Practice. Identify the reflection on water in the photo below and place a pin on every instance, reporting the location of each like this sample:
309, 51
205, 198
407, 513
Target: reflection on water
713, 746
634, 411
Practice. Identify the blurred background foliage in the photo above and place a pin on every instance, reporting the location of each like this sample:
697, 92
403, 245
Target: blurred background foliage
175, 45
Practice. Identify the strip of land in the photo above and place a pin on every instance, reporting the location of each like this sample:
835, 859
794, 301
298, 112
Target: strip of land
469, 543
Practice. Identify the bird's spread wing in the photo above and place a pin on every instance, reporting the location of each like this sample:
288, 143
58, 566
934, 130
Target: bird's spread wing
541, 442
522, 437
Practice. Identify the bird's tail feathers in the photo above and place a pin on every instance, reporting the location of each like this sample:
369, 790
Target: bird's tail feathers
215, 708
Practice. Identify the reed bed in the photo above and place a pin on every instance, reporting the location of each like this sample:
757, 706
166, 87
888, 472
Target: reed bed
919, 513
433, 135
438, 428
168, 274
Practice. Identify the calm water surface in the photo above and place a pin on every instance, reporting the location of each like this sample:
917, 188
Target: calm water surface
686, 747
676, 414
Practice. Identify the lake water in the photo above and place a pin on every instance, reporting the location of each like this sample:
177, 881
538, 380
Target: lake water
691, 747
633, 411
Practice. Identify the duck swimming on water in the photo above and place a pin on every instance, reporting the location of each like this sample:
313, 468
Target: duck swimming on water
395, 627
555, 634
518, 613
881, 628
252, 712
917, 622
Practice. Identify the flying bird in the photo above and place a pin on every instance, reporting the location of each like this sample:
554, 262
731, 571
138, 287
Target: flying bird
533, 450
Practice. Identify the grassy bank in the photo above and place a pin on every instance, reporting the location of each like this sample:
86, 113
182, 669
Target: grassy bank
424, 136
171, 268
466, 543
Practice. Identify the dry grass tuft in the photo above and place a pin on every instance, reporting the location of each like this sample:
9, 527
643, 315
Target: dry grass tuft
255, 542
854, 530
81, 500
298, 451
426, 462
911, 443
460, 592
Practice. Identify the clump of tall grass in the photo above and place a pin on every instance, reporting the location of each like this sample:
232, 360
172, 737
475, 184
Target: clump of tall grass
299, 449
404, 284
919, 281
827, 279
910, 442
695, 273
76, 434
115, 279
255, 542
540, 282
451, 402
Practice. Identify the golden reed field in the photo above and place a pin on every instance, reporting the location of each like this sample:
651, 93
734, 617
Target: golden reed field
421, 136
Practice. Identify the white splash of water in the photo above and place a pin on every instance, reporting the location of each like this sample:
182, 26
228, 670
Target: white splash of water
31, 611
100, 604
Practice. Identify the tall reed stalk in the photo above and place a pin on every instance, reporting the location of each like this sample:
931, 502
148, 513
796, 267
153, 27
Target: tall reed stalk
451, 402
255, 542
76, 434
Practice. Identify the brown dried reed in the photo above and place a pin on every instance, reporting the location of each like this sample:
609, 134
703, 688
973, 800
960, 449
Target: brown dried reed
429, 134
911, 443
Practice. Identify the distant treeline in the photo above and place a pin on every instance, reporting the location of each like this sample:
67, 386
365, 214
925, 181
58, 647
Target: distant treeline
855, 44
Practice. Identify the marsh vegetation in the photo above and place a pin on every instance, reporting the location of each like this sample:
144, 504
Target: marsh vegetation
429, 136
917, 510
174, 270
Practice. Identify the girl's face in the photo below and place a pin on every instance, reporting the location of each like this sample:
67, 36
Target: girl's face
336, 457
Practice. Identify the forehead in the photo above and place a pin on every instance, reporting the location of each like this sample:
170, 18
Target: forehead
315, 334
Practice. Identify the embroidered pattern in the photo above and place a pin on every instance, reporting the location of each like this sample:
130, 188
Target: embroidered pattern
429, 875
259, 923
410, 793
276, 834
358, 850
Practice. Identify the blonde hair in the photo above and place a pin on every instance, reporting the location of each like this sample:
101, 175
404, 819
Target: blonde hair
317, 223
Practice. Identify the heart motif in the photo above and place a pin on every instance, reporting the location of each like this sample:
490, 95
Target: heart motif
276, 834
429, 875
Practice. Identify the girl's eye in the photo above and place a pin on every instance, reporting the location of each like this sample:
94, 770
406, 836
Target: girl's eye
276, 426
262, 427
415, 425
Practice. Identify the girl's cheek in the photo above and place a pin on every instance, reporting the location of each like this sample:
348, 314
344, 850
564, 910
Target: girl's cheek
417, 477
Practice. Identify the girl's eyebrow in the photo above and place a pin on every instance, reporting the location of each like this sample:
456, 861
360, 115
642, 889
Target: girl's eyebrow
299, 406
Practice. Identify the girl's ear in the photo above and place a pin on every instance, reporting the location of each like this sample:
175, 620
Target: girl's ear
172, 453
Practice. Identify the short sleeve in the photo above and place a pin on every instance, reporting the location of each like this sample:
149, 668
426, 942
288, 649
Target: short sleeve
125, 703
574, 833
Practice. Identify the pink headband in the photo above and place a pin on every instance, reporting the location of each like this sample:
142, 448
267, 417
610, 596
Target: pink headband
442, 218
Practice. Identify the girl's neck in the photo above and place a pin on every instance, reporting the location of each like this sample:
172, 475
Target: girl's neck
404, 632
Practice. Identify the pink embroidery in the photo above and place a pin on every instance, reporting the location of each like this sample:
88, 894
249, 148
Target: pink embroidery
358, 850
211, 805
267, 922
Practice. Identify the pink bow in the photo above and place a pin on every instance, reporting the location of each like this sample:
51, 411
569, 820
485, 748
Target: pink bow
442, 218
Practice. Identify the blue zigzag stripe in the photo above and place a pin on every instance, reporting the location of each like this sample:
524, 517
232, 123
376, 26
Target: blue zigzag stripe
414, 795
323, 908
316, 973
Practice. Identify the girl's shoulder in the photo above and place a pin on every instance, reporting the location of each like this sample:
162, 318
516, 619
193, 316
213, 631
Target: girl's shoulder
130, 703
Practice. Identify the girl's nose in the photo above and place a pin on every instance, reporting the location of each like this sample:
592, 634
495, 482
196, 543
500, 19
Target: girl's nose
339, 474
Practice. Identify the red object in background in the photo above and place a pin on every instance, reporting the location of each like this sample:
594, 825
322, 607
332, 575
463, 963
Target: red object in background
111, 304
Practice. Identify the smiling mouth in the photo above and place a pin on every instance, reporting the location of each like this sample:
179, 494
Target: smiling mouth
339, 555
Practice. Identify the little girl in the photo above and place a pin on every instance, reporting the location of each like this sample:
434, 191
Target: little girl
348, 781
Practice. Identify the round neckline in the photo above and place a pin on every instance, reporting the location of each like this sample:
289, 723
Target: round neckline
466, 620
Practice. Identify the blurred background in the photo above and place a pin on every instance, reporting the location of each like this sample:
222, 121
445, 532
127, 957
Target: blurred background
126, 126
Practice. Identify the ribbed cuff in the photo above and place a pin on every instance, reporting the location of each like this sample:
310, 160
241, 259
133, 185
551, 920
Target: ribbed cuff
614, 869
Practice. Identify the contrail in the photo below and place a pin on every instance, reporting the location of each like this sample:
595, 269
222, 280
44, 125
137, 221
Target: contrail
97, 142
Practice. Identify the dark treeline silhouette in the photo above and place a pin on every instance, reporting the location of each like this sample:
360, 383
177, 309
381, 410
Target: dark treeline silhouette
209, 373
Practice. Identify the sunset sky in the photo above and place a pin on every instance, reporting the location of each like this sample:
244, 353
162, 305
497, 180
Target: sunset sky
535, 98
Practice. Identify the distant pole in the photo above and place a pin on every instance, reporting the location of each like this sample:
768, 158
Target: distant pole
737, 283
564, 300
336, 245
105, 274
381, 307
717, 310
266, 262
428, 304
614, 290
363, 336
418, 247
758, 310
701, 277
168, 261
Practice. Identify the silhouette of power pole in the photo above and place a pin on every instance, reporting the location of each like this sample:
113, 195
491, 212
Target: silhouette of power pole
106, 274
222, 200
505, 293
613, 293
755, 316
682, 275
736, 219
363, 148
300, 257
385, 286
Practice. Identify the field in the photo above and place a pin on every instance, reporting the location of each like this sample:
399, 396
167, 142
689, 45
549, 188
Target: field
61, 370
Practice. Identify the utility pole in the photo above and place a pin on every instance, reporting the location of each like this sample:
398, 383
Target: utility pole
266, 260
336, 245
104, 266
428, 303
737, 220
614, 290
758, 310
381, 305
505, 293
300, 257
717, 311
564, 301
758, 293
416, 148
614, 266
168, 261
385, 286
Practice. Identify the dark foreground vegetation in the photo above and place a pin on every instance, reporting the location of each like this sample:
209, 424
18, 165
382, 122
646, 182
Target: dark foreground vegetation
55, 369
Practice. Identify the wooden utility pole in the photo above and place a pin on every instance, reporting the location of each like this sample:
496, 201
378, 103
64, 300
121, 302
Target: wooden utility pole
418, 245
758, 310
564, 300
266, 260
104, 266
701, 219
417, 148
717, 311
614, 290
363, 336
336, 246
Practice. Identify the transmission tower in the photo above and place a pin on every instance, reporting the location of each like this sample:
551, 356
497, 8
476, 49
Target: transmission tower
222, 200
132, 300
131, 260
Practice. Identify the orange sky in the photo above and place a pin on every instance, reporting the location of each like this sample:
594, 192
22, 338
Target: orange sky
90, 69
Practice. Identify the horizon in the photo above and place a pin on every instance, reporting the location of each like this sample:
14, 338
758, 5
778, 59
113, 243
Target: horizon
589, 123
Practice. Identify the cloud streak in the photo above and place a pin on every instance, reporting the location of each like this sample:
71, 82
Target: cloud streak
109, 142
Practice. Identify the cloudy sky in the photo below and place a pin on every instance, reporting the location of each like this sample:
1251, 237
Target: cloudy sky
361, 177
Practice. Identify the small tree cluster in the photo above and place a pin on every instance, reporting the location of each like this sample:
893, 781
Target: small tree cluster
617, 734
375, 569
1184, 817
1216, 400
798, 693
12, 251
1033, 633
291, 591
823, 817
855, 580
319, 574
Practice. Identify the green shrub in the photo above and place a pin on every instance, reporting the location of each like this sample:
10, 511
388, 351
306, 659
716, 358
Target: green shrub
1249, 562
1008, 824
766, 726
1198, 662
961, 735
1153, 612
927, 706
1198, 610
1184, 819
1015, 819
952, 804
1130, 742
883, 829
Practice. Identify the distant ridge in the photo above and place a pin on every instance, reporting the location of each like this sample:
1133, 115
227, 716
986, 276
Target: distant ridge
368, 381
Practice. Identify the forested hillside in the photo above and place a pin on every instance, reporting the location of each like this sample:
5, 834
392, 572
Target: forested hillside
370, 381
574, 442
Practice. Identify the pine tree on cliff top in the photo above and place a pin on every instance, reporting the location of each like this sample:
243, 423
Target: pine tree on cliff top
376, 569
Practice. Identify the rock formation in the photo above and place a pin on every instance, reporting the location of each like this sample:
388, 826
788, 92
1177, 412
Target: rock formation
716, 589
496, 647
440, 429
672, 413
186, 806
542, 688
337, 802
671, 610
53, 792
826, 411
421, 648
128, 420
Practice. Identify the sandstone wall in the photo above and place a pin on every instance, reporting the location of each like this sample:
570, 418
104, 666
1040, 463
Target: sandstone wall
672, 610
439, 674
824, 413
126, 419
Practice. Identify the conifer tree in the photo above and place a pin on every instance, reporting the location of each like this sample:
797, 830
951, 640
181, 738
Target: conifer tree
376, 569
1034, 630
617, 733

◆ **REQUIRED TASK**: Please render the lines from the one containing "Practice. Identify the conifer" through the end of the listing, inclusive, as a Markdown table with the columns No. and Line, numbering each row and leaving out blank lines.

◆ **RESULT OF THIS TASK**:
| No. | Line |
|---|---|
| 1 | Practice. Identify the conifer tree in the photo above and place a pin on every instance, reporting the location of each like this sample: |
| 2 | 797, 830 |
| 3 | 951, 640 |
| 4 | 181, 738 |
| 5 | Target: conifer tree |
| 6 | 376, 569 |
| 7 | 1034, 630 |
| 8 | 617, 733 |